[Detection annotation records]

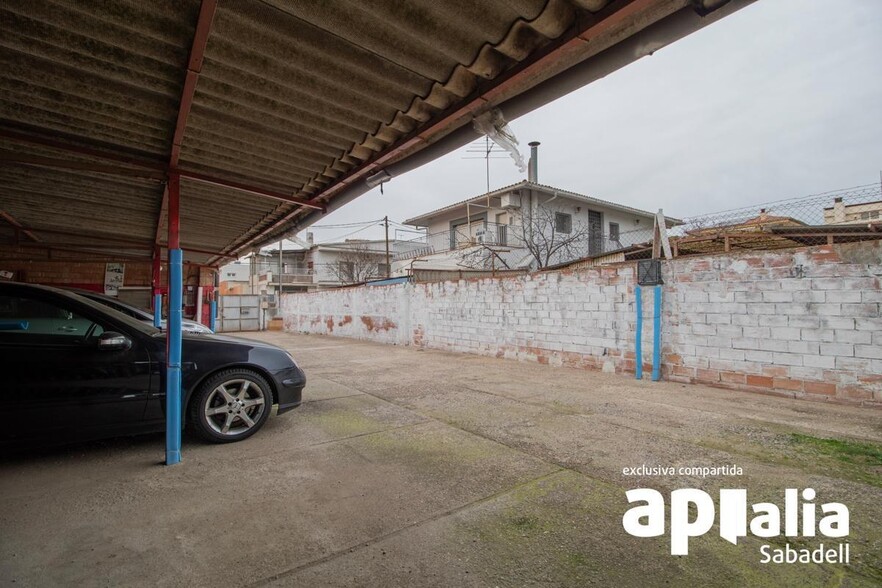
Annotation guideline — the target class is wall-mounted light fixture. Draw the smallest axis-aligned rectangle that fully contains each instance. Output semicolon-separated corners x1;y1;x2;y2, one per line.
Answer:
364;169;392;188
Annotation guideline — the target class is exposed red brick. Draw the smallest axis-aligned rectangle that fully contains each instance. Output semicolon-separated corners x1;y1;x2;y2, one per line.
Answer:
772;378;803;392
803;381;836;396
837;386;873;400
746;374;773;388
695;368;720;382
671;365;695;378
720;372;746;384
763;365;790;378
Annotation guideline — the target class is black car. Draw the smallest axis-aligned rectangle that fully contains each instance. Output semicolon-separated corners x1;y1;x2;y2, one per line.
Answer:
0;282;306;444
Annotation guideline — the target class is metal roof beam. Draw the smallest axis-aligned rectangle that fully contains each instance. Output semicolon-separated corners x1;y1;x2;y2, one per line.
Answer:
0;210;40;243
155;0;217;243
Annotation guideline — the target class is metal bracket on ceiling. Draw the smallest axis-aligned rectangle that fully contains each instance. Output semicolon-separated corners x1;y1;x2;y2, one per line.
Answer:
690;0;731;17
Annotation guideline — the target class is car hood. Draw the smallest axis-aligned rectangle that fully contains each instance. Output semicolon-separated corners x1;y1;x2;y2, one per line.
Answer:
155;331;287;353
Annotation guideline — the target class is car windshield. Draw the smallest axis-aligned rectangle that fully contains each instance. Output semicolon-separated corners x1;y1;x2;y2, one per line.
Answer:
56;288;162;335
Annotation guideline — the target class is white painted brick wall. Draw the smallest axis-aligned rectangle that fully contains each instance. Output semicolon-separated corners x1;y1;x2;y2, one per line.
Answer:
282;242;882;406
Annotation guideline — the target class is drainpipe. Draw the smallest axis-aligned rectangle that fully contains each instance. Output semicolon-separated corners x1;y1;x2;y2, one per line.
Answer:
527;141;541;184
833;196;845;225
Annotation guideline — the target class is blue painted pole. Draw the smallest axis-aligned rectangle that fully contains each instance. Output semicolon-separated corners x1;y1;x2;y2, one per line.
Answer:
165;249;184;465
208;300;217;331
652;286;661;382
153;292;162;329
165;173;184;465
634;286;643;380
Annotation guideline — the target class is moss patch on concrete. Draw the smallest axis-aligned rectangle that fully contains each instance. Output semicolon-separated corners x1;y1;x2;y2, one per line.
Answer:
790;433;882;487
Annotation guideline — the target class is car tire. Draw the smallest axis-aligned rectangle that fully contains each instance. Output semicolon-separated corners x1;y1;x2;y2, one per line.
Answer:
189;369;273;443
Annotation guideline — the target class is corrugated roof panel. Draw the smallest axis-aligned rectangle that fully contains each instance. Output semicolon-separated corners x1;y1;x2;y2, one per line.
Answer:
0;0;749;260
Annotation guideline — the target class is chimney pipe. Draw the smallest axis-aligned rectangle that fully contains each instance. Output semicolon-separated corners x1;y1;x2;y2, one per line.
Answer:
527;141;541;184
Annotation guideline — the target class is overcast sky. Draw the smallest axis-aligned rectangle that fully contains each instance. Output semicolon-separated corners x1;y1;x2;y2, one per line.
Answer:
301;0;882;242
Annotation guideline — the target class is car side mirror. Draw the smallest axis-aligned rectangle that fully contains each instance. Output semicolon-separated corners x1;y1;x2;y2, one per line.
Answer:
98;331;132;351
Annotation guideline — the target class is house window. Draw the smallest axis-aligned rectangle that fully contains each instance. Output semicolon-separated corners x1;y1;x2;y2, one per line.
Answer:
609;223;619;243
554;212;573;234
340;261;355;282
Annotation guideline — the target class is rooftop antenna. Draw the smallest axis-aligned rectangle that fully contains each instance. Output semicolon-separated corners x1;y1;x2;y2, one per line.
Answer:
463;135;507;192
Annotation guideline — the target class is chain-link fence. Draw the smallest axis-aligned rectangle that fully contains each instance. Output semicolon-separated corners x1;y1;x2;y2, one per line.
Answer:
669;184;882;255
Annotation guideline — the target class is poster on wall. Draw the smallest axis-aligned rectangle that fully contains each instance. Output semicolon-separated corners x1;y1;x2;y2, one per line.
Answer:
104;263;126;296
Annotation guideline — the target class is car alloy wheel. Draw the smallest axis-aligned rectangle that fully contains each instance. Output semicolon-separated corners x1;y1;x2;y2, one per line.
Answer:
190;370;273;443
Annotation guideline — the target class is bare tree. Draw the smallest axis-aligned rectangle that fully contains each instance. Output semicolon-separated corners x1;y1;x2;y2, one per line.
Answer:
458;243;511;270
457;205;605;270
511;206;603;269
328;241;382;284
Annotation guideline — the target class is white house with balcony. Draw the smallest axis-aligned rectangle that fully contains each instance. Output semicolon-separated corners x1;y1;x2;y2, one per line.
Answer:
392;179;679;275
229;234;422;294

* [Written task]: Pull out every line above that contains the string "brick".

* [Worked solution]:
Annotation guideline — the target class is exposed red brick. Draw the smallest axis-aligned rectangle that fully contains each instance. Output semicolon-separated corners x1;y1;x2;y2, one per line.
Annotation guideline — the target class is white painted brick wall. Draw the smallest axis-aligned rectangle that fully contains each instance. Output semicolon-separated corners x1;y1;x2;y2, one per line.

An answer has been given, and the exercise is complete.